• _What you need to do_:
Could you copy the rows below word for word, starting with the first one and going on through the line that contains "pixel 391 390"?

* Begin Source data *

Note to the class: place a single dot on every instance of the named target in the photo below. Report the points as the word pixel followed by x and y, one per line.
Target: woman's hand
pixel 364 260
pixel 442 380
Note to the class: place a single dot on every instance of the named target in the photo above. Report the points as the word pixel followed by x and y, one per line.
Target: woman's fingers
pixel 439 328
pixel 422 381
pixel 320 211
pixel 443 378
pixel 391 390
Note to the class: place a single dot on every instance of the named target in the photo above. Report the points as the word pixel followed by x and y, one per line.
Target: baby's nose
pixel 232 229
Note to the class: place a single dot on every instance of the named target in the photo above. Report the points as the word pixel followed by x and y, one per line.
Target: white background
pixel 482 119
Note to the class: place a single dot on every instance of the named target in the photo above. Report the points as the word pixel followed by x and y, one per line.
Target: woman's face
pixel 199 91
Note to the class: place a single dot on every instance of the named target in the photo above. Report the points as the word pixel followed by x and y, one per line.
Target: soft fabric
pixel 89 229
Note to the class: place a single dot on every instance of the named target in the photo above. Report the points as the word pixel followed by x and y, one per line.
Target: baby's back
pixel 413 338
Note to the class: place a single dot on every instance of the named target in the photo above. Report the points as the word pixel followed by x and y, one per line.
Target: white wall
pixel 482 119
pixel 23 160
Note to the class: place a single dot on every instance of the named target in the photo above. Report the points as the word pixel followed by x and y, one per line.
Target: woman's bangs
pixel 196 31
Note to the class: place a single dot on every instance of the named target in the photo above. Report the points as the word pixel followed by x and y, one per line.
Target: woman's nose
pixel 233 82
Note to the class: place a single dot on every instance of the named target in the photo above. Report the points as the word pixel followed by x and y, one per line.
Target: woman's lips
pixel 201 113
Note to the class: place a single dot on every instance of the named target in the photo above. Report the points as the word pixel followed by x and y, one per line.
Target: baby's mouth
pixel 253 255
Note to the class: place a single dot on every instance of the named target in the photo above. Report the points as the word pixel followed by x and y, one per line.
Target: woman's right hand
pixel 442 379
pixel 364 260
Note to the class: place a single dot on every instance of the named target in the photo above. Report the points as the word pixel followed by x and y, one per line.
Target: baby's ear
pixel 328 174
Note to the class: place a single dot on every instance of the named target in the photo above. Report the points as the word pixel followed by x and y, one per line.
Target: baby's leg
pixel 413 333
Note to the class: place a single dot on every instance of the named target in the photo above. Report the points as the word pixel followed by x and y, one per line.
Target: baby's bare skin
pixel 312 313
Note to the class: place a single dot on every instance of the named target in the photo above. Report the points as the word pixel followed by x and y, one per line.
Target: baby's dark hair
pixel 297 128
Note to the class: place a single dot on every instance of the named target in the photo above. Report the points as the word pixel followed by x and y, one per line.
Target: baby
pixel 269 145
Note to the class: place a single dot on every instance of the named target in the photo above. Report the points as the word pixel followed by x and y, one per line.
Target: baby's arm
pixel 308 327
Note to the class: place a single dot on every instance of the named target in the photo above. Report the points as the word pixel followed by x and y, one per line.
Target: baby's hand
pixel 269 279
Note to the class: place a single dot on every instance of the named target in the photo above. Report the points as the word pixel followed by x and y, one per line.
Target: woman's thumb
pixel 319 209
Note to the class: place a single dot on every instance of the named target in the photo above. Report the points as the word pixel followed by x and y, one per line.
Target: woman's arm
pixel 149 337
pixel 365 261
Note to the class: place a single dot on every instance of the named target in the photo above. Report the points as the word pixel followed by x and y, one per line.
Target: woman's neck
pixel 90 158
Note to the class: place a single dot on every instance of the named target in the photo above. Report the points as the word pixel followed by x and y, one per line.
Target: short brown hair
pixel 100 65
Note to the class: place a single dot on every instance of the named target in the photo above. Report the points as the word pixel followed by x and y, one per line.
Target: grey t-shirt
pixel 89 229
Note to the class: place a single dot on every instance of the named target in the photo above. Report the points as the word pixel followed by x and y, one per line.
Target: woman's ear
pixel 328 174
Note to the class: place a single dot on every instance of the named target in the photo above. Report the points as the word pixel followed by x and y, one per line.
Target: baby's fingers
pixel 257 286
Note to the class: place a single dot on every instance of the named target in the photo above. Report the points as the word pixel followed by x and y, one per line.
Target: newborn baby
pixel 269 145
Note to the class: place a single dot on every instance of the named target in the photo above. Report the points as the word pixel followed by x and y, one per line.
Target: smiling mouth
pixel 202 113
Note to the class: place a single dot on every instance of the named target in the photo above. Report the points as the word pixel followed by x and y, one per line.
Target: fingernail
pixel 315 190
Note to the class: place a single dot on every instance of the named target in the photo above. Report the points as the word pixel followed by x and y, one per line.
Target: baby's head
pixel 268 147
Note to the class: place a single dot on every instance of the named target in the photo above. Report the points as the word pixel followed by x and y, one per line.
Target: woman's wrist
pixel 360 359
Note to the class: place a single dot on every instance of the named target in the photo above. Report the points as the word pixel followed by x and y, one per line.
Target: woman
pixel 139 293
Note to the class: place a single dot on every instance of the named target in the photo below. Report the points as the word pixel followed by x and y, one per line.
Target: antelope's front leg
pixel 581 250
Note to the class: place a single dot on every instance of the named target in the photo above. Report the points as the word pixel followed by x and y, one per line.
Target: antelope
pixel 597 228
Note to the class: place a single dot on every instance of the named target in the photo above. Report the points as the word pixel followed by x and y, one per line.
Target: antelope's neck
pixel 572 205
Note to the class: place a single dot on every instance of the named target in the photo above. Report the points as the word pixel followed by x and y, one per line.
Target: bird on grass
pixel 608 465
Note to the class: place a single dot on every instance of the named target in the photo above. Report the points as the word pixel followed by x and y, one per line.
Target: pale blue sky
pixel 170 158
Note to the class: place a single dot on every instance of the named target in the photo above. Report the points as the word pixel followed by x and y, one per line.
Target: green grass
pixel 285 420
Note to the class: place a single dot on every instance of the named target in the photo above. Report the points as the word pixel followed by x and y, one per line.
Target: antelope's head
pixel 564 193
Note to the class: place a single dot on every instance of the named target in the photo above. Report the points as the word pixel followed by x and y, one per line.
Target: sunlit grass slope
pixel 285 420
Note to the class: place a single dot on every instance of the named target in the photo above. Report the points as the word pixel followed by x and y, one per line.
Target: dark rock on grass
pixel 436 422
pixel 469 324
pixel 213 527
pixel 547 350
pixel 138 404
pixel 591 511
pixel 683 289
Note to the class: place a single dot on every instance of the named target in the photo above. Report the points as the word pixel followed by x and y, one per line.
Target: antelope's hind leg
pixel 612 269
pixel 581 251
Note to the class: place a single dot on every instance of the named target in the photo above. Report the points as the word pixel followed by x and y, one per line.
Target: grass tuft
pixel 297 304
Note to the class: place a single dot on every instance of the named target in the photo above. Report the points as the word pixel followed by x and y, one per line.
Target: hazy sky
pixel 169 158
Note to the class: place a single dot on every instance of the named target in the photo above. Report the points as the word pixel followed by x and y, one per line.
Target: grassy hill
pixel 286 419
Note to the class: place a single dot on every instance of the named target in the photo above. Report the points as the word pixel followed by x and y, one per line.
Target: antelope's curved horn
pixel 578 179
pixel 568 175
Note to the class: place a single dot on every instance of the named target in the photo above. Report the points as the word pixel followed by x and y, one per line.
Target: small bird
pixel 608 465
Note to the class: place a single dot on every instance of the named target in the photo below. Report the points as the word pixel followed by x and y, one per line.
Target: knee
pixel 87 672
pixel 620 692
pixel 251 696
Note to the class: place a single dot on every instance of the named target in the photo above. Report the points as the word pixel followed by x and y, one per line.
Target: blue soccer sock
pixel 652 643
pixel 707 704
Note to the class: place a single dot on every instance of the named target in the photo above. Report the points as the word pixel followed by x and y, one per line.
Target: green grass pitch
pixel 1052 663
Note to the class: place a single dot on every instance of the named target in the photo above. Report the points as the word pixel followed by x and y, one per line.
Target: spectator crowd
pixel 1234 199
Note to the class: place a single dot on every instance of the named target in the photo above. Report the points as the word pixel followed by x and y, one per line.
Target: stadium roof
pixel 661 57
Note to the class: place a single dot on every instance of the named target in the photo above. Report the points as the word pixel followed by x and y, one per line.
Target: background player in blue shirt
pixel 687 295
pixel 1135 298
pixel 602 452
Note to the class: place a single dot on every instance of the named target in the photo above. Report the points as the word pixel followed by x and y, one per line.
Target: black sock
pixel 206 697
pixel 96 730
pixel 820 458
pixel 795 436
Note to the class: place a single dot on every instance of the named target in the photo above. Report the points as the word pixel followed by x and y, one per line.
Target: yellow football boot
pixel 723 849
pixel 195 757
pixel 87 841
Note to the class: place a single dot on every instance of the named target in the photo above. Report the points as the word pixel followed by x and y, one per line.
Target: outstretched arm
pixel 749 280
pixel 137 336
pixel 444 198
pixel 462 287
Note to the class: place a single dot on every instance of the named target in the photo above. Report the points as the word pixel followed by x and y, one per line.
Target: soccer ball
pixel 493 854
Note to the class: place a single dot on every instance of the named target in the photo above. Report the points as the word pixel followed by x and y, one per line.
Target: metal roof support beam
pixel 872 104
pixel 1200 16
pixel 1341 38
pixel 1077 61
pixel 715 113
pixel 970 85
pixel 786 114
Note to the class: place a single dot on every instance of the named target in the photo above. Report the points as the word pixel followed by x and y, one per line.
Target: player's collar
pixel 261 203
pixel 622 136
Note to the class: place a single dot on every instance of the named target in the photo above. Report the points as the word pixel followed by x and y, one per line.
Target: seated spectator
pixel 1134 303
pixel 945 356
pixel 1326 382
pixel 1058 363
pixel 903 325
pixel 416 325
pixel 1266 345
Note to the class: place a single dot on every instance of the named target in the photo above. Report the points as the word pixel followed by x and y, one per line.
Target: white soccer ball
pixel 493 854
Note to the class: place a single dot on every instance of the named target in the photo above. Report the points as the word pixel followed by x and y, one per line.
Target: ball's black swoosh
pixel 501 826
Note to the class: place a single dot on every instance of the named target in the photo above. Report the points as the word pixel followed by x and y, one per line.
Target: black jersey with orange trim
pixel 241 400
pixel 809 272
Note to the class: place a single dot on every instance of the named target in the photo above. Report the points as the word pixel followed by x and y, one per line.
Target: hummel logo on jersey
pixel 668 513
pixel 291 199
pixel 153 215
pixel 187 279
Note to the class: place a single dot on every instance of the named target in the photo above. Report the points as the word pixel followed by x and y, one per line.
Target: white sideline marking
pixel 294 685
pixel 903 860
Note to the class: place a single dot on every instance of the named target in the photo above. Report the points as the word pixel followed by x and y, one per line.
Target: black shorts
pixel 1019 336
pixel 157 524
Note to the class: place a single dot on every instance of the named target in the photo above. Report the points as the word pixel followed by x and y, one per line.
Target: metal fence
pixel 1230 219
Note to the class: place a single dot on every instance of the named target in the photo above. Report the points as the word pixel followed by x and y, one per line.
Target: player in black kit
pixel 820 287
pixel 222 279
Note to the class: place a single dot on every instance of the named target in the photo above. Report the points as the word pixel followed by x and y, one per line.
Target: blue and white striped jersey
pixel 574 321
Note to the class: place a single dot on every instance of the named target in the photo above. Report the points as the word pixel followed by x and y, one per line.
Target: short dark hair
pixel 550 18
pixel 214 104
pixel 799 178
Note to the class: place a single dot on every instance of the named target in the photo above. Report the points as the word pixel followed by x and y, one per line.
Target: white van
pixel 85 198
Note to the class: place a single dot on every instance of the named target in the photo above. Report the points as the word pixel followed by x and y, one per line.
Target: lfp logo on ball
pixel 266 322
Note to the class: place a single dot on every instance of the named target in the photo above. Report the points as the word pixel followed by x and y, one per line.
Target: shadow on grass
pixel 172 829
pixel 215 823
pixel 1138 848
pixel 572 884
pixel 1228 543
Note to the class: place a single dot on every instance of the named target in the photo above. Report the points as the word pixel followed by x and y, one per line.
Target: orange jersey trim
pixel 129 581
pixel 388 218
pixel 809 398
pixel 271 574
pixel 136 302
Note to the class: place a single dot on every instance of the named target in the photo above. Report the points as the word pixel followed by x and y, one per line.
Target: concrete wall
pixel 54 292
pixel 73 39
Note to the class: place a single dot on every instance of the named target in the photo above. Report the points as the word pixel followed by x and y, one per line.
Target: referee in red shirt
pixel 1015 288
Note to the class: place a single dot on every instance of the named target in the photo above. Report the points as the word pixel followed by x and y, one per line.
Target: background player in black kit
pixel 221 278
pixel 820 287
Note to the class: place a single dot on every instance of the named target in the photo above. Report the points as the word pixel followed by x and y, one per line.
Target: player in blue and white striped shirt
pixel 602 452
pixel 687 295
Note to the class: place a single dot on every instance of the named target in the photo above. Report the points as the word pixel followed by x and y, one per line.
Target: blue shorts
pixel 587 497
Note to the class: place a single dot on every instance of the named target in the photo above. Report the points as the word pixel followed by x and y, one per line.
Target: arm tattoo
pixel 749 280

* End Source data *

• _The answer_:
Note to the class: place a single dot on every instance of the named target in the photo below. Report the points as the word pixel followed by x and y, one per line.
Target: woman's hand
pixel 364 260
pixel 442 380
Note to the class: place a single dot on every instance of the named target in the photo above. Report the points as the word pixel followed by x and y, one per line.
Target: woman's fingers
pixel 439 328
pixel 422 381
pixel 320 211
pixel 443 378
pixel 391 390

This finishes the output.